How about this: gen_e, gen_pi, gen_sqrt2, etc. all generate
representations of various real numbers as possibly infinite sequences
of digits:

   def gen_pi():
      yield 3
      yield 1
      yield 4
      # ... compute infinite stream one digit at a time

Comparison is obvious if (hmmm....) you can guarantee that you're
sorting unique elements and that the sort function won't compare an
element with itself (otherwise I guess you could cut off comparison at
a million digits or whatever):

   def cmp(gen1, gen2):
     for d,e in izip(gen1(), gen2()):
        c = cmp(d,e)
        if c: return c

I don't see any clean way to handle that with key=, though of course
maybe I'm missing something.  

Right. I would be forced to use a Cmp2Key wrapper for this one.

If sorting lazily evaluated infinite sequences is a common use
case for you, then you're going to love Haskell ;-)

I don't hate sorting in py3.x.

That's good to hear.

 I understand the concept that py3.x
introduces incompatibilities to make things better.  What I don't like
is the approach of breaking stuff gratutiously with no benefit.  If
the positional arg for cmp is a kludge, why not switch it to a keyword
arg instead of eliminating it?

When Guido made the final call, I'm sure he was balancing
a number of goals including language simplification and
one-way-to-do-it. I'm also sure that sorting lazily
evaluated infinite sequences was not on his radar screen :)

 key= is very useful but it is
a derived operation, not the other way around.

As you showed with infinite sequence example, it may well
be the case that cmp is more general and can more readily
handle an exotic case.

***

## Exercise aim
Can you pull out everything from "If sorting lazily" down to "good to hear." in the Python sorting discussion, copied word for word?

## Data provided
***

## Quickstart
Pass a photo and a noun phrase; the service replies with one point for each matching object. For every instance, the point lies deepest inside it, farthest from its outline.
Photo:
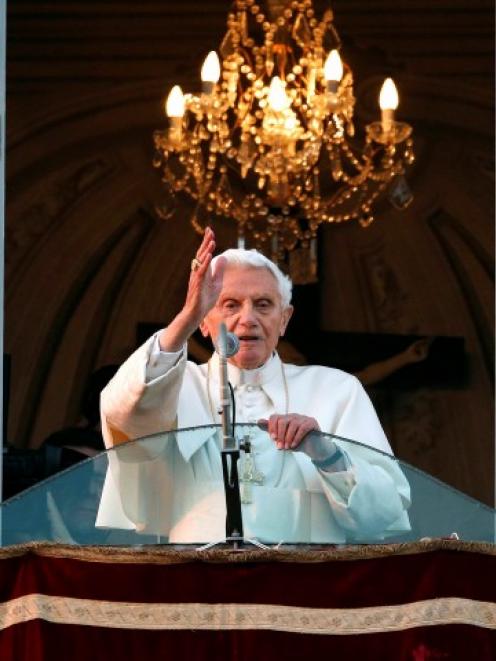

***

## Correct response
If sorting lazily evaluated infinite sequences is a common use
case for you, then you're going to love Haskell ;-)

I don't hate sorting in py3.x.

That's good to hear.